Rewrite the comment thread from "Anyone here ever" to "us never will.", putting "spear" wherever "sword" appears.

> Reading text
________________________
That kind of thing was a popular spectacle at banquets in mediaeval Europe, along with pie-crusts containing live birds which flew out when it was cut, as in the nursery rhyme.
I do wonder how they stopped the birds a) flying out too soon in a panic or b) doing what birds do when they take off, which is to, ah lighten the load first. Pie filling with guano does *not* sound very appetizing.
Maybe there was a pastry compartment around the birds which was discarded… I can’t imagine anyone eating guano and liking it, particularly not at a high-end banquet. (This stuff, which often had things like the outermost bird’s feathers intricately reattached, was *not* remotely cheap to make and was very much for the .01%).
Turduckens are awesome and you can order them pre-assembled so you don’t have to go to the trouble of trying to build them yourself and failing miserably. I’ve done a full turducken at a big dinner party where everyone else brought sides, I’ve also done a smaller version which was just a chicken stuffed in a duck. You have stuffing sandwiched between the meat. It’s shipped frozen: defrost it for a couple of days and it’s a snap to cook, though I think you can’t deep-fry it because of the stuffing. If you have a local gourmet grocery store, you can probably pre-order them for Thanksgiving or Christmas, or just go online and Google pre-made turducken.
I found that recipe once. I decided it wasn’t very practical. I ended up simply making meatballs. They were alright but I really the camel could have been put to better use.
Second off, I’ve always worried someone might stuff a squab inside the chicken inside the duck inside the turkey. Or stuff the whole thing in an ostrich.
Then again, I remember first running into the word in a strip called “Pre-Teena” (whose repeats I still follow on GoComics). It seemed “ew!” then, it seems “ew!” now.
All I can think of now is what the results would be if a top chef (a nutritional scientist?) snapped and went mad inside her kitchen. I don’t think I wanna be there to see it, but it could result in something turducken-like “I’ll show you fools, BWA-HA-HA!!”
Anyone here ever read Brandon Sanderson’s book Warbreaker? Because there’s a sword there that was commanded to “destroy evil”. Unfortunately, a sword really has no way of knowing what’s evil, so it mostly tries to kill everything just to be on the safe side.
I’m more worried about what C.S. Lewis said:
“Of all tyrannies, a tyranny sincerely exercised for the good of its victims may be the most oppressive. It would be better to live under robber barons than under omnipotent moral busybodies. The robber baron’s cruelty may sometimes sleep, his cupidity may at some point be satiated; but those who torment us for our own good will torment us without end for they do so with the approval of their own conscience.”
Someone trying to do us harm may have pity, but someone trying to help us never will.
As far as I know, Lewis limited his enthusiasms to religion, not politics. Which is to say; he never advocated theocracy. Or using violence to silence those he disagreed with, or the jailing of those whose views he found repugnant. Which puts him well ahead of many others, across the political spectrum.
________________________
> Dataset content
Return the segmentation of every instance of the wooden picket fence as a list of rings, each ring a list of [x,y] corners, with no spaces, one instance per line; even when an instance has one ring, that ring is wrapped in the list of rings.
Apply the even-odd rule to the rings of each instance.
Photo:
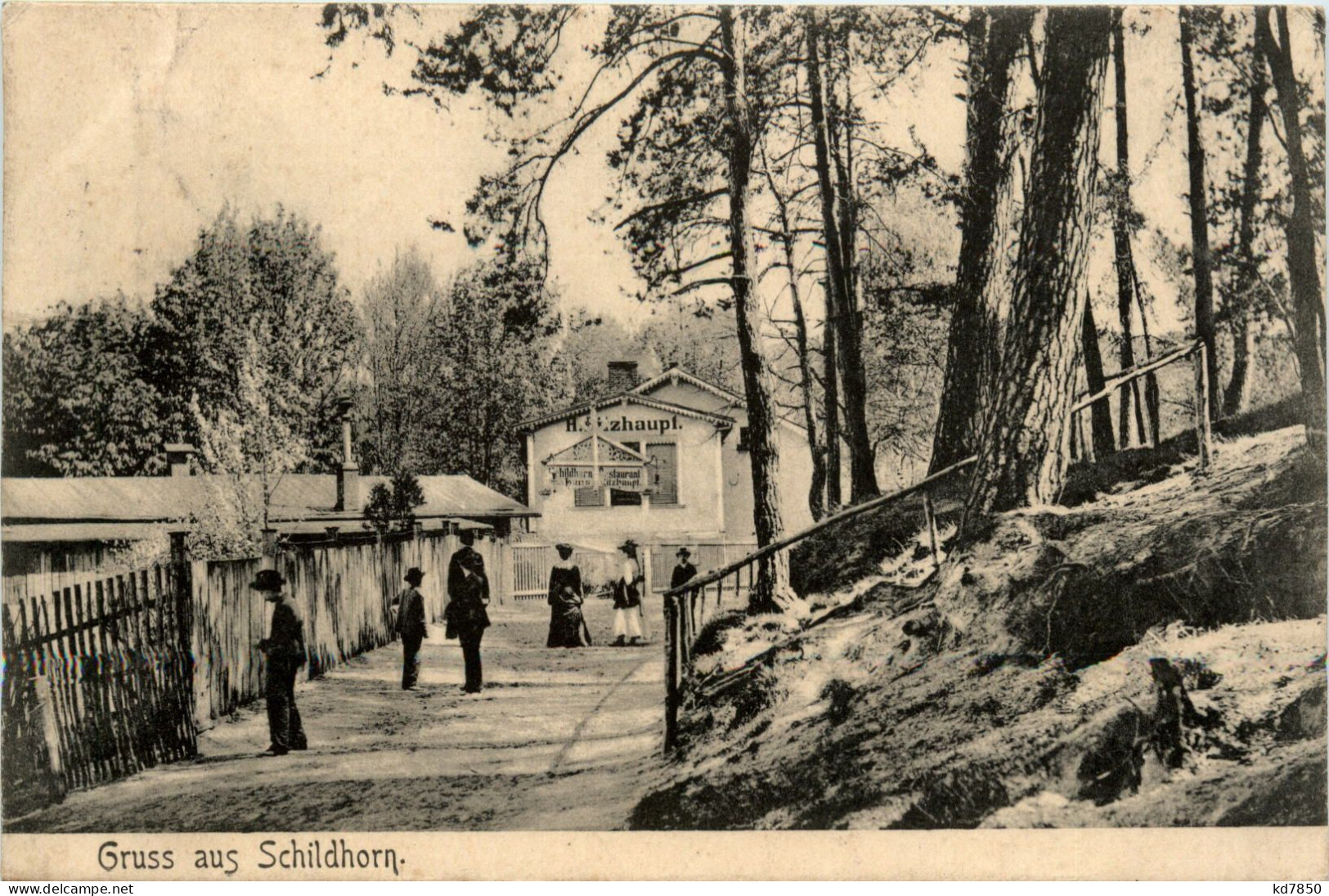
________________________
> Solution to this task
Anyone here ever read Brandon Sanderson’s book Warbreaker? Because there’s a spear there that was commanded to “destroy evil”. Unfortunately, a spear really has no way of knowing what’s evil, so it mostly tries to kill everything just to be on the safe side.
I’m more worried about what C.S. Lewis said:
“Of all tyrannies, a tyranny sincerely exercised for the good of its victims may be the most oppressive. It would be better to live under robber barons than under omnipotent moral busybodies. The robber baron’s cruelty may sometimes sleep, his cupidity may at some point be satiated; but those who torment us for our own good will torment us without end for they do so with the approval of their own conscience.”
Someone trying to do us harm may have pity, but someone trying to help us never will.